### [TASK OBJECTIVE]
Return the records exactly, keeping every line as it is.

##### DATA FOR THE TASK

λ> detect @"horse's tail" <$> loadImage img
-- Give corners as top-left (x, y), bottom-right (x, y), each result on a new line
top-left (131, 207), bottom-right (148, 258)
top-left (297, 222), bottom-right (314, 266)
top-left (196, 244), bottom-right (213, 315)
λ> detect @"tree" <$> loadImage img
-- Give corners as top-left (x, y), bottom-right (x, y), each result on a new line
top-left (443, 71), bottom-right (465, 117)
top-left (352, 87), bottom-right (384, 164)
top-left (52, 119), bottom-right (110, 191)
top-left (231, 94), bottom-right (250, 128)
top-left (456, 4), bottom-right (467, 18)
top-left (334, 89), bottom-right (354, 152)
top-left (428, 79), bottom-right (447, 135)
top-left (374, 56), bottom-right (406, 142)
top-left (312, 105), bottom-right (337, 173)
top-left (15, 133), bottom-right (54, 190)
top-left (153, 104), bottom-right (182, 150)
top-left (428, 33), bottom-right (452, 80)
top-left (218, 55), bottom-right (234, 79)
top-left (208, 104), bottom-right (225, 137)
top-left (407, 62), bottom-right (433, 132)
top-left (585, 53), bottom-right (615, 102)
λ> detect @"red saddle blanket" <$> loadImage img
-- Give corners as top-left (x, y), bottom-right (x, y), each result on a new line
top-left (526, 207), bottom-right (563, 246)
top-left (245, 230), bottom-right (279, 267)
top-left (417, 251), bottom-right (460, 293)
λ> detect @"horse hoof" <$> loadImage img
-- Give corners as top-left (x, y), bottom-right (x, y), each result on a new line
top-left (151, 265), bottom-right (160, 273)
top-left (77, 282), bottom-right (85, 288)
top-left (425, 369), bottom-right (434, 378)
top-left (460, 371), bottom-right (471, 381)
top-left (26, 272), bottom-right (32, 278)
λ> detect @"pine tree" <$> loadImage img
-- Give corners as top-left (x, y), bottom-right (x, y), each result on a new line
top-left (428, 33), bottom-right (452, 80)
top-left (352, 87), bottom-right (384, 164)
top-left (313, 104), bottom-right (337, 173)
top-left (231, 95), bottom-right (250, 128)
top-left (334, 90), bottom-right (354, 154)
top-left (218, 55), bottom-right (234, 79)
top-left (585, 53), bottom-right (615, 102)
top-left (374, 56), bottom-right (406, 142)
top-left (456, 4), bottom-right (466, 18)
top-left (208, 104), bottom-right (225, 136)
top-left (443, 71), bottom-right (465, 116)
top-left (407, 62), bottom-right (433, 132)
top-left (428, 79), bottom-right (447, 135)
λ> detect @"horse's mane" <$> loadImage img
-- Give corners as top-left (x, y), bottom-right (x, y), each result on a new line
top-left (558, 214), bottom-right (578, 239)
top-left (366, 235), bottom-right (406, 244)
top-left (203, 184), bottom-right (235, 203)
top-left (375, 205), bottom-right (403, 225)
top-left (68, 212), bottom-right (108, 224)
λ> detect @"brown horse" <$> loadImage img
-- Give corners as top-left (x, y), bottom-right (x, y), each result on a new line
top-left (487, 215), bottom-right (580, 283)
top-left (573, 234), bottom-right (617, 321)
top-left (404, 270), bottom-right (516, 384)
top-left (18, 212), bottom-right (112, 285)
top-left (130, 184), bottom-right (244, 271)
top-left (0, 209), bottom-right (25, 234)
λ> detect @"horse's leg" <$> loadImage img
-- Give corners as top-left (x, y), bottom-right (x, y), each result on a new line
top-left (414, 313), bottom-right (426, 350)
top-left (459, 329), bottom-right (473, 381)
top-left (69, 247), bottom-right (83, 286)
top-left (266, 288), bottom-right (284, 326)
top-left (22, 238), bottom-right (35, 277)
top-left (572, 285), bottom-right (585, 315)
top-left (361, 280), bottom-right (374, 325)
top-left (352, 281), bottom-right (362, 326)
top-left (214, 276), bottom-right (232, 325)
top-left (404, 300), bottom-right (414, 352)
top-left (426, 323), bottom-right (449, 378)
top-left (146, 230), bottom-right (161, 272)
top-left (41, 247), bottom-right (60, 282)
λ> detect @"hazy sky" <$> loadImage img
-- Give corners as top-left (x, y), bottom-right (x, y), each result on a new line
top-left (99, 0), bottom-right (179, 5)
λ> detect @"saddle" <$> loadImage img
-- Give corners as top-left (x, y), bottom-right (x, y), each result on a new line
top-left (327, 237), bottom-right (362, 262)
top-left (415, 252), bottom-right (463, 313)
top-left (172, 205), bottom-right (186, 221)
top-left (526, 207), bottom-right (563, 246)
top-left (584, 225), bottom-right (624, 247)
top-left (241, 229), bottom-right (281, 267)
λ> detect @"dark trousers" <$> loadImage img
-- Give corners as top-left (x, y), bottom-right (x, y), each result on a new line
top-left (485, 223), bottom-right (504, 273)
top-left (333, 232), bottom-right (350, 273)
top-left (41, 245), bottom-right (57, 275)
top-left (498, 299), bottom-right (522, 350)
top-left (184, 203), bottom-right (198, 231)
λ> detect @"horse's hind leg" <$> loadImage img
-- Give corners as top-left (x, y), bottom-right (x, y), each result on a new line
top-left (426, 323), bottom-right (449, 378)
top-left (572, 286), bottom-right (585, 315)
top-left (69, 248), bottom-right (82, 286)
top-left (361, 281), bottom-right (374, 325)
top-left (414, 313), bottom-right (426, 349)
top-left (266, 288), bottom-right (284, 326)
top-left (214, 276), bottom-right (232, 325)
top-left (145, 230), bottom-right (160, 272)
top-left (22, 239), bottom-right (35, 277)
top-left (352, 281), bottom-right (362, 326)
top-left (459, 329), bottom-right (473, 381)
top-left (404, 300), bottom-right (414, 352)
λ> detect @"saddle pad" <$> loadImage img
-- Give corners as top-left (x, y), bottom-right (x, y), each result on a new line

##########

### [RESPONSE TO THIS TASK]
λ> detect @"horse's tail" <$> loadImage img
-- Give corners as top-left (x, y), bottom-right (x, y), each result on a new line
top-left (131, 207), bottom-right (148, 258)
top-left (297, 222), bottom-right (314, 266)
top-left (196, 244), bottom-right (213, 315)
λ> detect @"tree" <$> loadImage img
-- Give corners as top-left (x, y), bottom-right (x, y), each result on a new line
top-left (443, 71), bottom-right (465, 117)
top-left (352, 87), bottom-right (384, 164)
top-left (52, 119), bottom-right (110, 191)
top-left (231, 94), bottom-right (250, 128)
top-left (456, 4), bottom-right (467, 18)
top-left (334, 89), bottom-right (354, 152)
top-left (428, 79), bottom-right (447, 135)
top-left (374, 56), bottom-right (406, 142)
top-left (312, 105), bottom-right (337, 173)
top-left (15, 133), bottom-right (54, 190)
top-left (153, 104), bottom-right (182, 150)
top-left (428, 33), bottom-right (452, 80)
top-left (218, 55), bottom-right (234, 79)
top-left (208, 104), bottom-right (225, 137)
top-left (407, 62), bottom-right (433, 132)
top-left (585, 53), bottom-right (615, 102)
λ> detect @"red saddle blanket" <$> loadImage img
-- Give corners as top-left (x, y), bottom-right (x, y), each result on a new line
top-left (526, 207), bottom-right (563, 246)
top-left (245, 230), bottom-right (279, 267)
top-left (417, 251), bottom-right (460, 293)
λ> detect @"horse hoof" <$> loadImage img
-- Give corners as top-left (x, y), bottom-right (x, y), each result on a new line
top-left (151, 265), bottom-right (160, 273)
top-left (77, 282), bottom-right (85, 288)
top-left (425, 369), bottom-right (434, 378)
top-left (460, 371), bottom-right (471, 381)
top-left (26, 272), bottom-right (32, 278)
λ> detect @"pine tree" <$> loadImage img
-- Give corners as top-left (x, y), bottom-right (x, y), each result on a new line
top-left (428, 33), bottom-right (452, 80)
top-left (352, 87), bottom-right (384, 164)
top-left (313, 104), bottom-right (337, 173)
top-left (231, 95), bottom-right (250, 128)
top-left (334, 90), bottom-right (354, 154)
top-left (218, 55), bottom-right (234, 79)
top-left (585, 53), bottom-right (615, 102)
top-left (374, 56), bottom-right (406, 142)
top-left (456, 4), bottom-right (466, 18)
top-left (208, 104), bottom-right (225, 136)
top-left (443, 71), bottom-right (465, 116)
top-left (407, 62), bottom-right (433, 132)
top-left (428, 79), bottom-right (447, 135)
λ> detect @"horse's mane" <$> loadImage img
-- Give corners as top-left (x, y), bottom-right (x, y), each result on a new line
top-left (558, 214), bottom-right (578, 239)
top-left (366, 235), bottom-right (406, 244)
top-left (203, 184), bottom-right (235, 203)
top-left (375, 205), bottom-right (403, 225)
top-left (68, 212), bottom-right (108, 224)
λ> detect @"brown horse" <$> loadImage img
-- Give corners as top-left (x, y), bottom-right (x, y), each result on a new line
top-left (487, 215), bottom-right (580, 283)
top-left (573, 234), bottom-right (617, 321)
top-left (404, 270), bottom-right (516, 384)
top-left (18, 212), bottom-right (112, 285)
top-left (130, 184), bottom-right (244, 271)
top-left (0, 209), bottom-right (25, 234)
λ> detect @"horse's leg" <$> loadImage img
-- Give corners as top-left (x, y), bottom-right (x, y), each result on a new line
top-left (414, 313), bottom-right (426, 350)
top-left (459, 329), bottom-right (473, 381)
top-left (69, 247), bottom-right (83, 286)
top-left (266, 288), bottom-right (284, 326)
top-left (22, 238), bottom-right (35, 277)
top-left (572, 285), bottom-right (585, 315)
top-left (361, 280), bottom-right (374, 325)
top-left (352, 281), bottom-right (362, 326)
top-left (214, 276), bottom-right (232, 325)
top-left (404, 300), bottom-right (414, 352)
top-left (426, 323), bottom-right (449, 378)
top-left (146, 230), bottom-right (161, 272)
top-left (41, 247), bottom-right (60, 282)
λ> detect @"hazy sky" <$> loadImage img
-- Give corners as top-left (x, y), bottom-right (x, y), each result on a new line
top-left (99, 0), bottom-right (179, 5)
λ> detect @"saddle" <$> loadImage img
-- Give corners as top-left (x, y), bottom-right (x, y), each result on a new line
top-left (327, 237), bottom-right (362, 262)
top-left (415, 252), bottom-right (463, 313)
top-left (172, 205), bottom-right (186, 221)
top-left (526, 207), bottom-right (563, 246)
top-left (584, 225), bottom-right (624, 247)
top-left (241, 229), bottom-right (281, 267)
λ> detect @"dark trousers" <$> loadImage img
-- Give corners as top-left (x, y), bottom-right (x, y), each result on a new line
top-left (485, 223), bottom-right (504, 273)
top-left (333, 232), bottom-right (350, 273)
top-left (41, 245), bottom-right (57, 275)
top-left (498, 299), bottom-right (522, 350)
top-left (184, 203), bottom-right (198, 231)
λ> detect @"horse's hind leg" <$> loadImage img
-- Give corners as top-left (x, y), bottom-right (x, y), each result on a new line
top-left (426, 323), bottom-right (449, 378)
top-left (572, 286), bottom-right (585, 315)
top-left (69, 248), bottom-right (82, 286)
top-left (361, 281), bottom-right (374, 325)
top-left (414, 313), bottom-right (426, 349)
top-left (266, 288), bottom-right (284, 326)
top-left (214, 276), bottom-right (232, 325)
top-left (145, 230), bottom-right (160, 272)
top-left (22, 239), bottom-right (35, 277)
top-left (352, 281), bottom-right (362, 326)
top-left (459, 329), bottom-right (473, 381)
top-left (404, 300), bottom-right (414, 352)
λ> detect @"saddle pad" <$> loadImage img
-- Give corners as top-left (x, y), bottom-right (x, y), each result on a new line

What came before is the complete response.